O território do sertão sergipano era propício para a criação de gado, principalmente, bovina e cavalar, sendo as terras das vilas pertencentes, quase que, em sua totalidade, a apenas dois grandes sesmeiro sergipanos, membros das famílias D’Ávila e Guedes de Brito.
A hipótese mais provável para esse alongamento dos termos das referidas vilas para o sertão norte sergipano era, provavelmente, o fato dos dois principais proprietários dessas terras sertanejas mencionados, realizarem suas principais transações econômico-financeiras na cidade do Salvador, ficando, portanto, muito mais fácil para eles responderem a questões judiciais na comarca da Bahia de Todos os Santos do que na comarca de Sergipe del Rey, como acreditam alguns historiadores; mas podem ter tido outros motivos para o alargamento dos territórios das vilas sergipanas…
Subordinação judicial, civil e militar, mas não política
Apesar dos termos das vilas da Cachoeira e de Sergipe do Conde estarem localizados, física e politicamente, no território da capitania de Sergipe del Rey e do termo da vila de Jaguaripe estar localizado, física e politicamente, no território da capitania hereditária do Paraguaçú, as correições em seus territórios passaram a ser realizadas pelos ouvidores gerais da comarca da Bahia de Todos os Santos.
Como a comarca da Bahia tinha jurisdição sobre a cidade do Salvador, cujo termo era localizado no recôncavo da baía, essa comarca também passou a ter jurisdição sobre as referidas vilas da capitania de Sergipe del Rey e a da capitania do Paraguaçú.
O fato das três vilas citadas terem ficado subordinadas judicialmente à jurisdição da comarca da Bahia e de terem ficado subordinadas às jurisdições civil e militar do governo geral do Brasil não alterou o fato do governo político da capitania do Paraguaçú ter ficado subordinado ao seu donatário ou loco-tenente; de forma similar, ocorreu com as duas vilas sergipanas, as quais continuaram subordinadas ao governo político da capitania de Sergipe del Rey.
┄┄┄┄┄┄┄┄┄┄┄┄┄┄┄┄┄┄┄┄
Atividade ▸
Indique se cada afirmação concorda com o texto sobre as vilas sergipanas, respondendo sim ou não e citando literalmente as palavras do texto que decidem a questão.
1. As terras das vilas do sertão sergipano pertenciam quase todas a apenas dois sesmeiros.
2. As correições nos territórios das vilas da Cachoeira e de Sergipe do Conde eram feitas pelos ouvidores da comarca de Sergipe del Rey.
3. As duas vilas sergipanas deixaram de estar subordinadas ao governo político da capitania de Sergipe del Rey.

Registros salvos
┄┄┄┄┄┄┄┄┄┄┄┄┄┄┄┄┄┄┄┄
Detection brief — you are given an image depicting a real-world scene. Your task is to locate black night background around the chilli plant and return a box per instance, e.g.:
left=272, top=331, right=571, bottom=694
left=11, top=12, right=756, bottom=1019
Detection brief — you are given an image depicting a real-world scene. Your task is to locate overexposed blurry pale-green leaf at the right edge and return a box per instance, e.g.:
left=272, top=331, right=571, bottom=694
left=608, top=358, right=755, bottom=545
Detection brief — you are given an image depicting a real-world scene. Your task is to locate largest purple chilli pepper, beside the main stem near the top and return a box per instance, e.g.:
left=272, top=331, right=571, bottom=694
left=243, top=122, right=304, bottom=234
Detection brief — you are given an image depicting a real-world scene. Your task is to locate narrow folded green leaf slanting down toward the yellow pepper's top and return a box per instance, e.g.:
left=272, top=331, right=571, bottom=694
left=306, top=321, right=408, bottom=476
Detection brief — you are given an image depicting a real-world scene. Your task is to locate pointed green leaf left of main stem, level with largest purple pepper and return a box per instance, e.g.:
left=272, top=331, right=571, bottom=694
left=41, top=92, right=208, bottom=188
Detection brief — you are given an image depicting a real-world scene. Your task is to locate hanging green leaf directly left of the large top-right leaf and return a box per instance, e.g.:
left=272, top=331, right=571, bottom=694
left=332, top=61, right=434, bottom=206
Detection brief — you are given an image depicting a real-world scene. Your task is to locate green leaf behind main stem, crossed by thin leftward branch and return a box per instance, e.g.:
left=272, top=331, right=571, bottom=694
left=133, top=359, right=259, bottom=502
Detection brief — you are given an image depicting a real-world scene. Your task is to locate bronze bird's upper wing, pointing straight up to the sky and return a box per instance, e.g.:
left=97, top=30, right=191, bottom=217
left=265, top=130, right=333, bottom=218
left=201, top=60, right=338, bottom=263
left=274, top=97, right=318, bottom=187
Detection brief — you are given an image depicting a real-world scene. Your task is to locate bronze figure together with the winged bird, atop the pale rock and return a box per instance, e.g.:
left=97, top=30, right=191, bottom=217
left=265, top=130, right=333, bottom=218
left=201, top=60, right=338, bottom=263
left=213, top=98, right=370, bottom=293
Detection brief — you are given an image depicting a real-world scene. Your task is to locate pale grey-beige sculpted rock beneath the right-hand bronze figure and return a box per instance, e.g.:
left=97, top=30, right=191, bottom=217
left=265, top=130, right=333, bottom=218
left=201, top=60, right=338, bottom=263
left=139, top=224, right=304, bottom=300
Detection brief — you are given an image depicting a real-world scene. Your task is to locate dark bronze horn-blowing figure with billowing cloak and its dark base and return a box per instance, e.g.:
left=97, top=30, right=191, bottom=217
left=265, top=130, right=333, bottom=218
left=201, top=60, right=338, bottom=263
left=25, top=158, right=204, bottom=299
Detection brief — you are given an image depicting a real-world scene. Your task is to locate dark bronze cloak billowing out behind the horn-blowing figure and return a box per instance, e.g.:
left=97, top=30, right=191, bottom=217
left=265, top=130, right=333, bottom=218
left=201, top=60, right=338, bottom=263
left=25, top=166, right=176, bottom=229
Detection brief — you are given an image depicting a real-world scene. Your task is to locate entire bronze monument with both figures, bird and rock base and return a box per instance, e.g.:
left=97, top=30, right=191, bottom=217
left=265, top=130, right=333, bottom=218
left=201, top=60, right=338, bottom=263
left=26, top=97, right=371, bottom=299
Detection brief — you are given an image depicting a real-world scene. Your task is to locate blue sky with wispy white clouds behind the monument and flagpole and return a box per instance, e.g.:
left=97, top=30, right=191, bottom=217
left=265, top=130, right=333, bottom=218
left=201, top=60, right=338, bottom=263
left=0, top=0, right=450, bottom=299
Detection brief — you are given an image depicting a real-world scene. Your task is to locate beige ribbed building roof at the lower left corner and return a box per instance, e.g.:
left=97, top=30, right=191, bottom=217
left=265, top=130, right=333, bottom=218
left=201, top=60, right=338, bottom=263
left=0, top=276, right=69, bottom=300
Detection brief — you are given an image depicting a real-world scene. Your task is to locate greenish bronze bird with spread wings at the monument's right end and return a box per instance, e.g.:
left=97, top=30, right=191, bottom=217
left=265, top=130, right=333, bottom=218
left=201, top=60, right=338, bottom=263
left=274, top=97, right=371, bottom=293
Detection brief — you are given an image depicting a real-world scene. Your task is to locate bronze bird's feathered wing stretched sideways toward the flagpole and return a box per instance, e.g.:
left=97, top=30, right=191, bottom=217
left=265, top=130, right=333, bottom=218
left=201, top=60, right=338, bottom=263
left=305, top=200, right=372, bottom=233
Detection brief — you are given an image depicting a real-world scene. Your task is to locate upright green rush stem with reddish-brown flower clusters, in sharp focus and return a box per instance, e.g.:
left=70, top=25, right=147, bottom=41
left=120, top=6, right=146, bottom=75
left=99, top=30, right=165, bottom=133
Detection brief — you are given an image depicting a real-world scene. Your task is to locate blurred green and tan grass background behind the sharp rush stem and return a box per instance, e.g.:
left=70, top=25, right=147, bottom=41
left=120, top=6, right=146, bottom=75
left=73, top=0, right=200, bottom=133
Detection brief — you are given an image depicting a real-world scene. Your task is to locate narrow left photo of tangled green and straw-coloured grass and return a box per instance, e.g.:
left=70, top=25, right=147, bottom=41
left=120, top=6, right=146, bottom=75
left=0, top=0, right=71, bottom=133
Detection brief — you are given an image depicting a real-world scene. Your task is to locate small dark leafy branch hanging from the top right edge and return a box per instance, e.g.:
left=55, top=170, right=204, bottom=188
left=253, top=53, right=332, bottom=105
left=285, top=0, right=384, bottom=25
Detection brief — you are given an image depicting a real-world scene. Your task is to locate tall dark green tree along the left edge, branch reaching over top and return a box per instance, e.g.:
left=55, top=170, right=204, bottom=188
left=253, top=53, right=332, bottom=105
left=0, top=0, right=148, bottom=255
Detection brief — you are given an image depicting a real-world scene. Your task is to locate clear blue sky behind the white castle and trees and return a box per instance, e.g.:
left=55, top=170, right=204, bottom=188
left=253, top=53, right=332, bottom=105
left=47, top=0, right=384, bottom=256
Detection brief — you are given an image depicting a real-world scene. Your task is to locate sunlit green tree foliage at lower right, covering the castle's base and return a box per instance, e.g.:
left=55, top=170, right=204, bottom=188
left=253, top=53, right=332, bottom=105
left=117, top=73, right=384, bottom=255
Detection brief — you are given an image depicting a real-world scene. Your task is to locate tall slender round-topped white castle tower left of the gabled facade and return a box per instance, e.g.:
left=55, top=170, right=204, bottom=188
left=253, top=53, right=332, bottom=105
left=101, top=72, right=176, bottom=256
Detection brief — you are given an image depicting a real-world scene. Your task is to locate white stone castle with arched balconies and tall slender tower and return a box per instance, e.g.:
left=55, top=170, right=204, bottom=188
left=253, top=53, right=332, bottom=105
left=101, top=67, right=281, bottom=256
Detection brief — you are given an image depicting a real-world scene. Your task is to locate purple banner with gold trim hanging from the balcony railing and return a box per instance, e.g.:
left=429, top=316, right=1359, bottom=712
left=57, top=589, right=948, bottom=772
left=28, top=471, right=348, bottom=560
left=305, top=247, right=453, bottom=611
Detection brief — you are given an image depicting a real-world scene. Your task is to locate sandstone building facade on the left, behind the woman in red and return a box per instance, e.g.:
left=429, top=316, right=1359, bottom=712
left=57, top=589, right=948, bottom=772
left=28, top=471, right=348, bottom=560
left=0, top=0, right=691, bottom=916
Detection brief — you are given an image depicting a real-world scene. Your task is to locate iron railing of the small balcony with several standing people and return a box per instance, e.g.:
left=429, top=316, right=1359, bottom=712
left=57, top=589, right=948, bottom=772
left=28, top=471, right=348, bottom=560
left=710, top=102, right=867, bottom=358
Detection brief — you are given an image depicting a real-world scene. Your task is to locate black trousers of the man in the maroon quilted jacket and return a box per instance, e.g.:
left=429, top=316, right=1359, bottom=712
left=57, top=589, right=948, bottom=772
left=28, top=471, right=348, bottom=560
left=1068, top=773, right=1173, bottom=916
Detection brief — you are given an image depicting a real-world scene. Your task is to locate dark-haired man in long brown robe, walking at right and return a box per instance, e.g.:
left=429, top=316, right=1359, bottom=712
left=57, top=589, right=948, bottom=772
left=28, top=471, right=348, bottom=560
┄┄┄┄┄┄┄┄┄┄┄┄┄┄┄┄┄┄┄┄
Resposta escrita ▸
1. Sim: "as terras das vilas pertencentes, quase que, em sua totalidade, a apenas dois grandes sesmeiro sergipanos".
2. Não: "as correições em seus territórios passaram a ser realizadas pelos ouvidores gerais da comarca da Bahia de Todos os Santos".
3. Não: "as quais continuaram subordinadas ao governo político da capitania de Sergipe del Rey".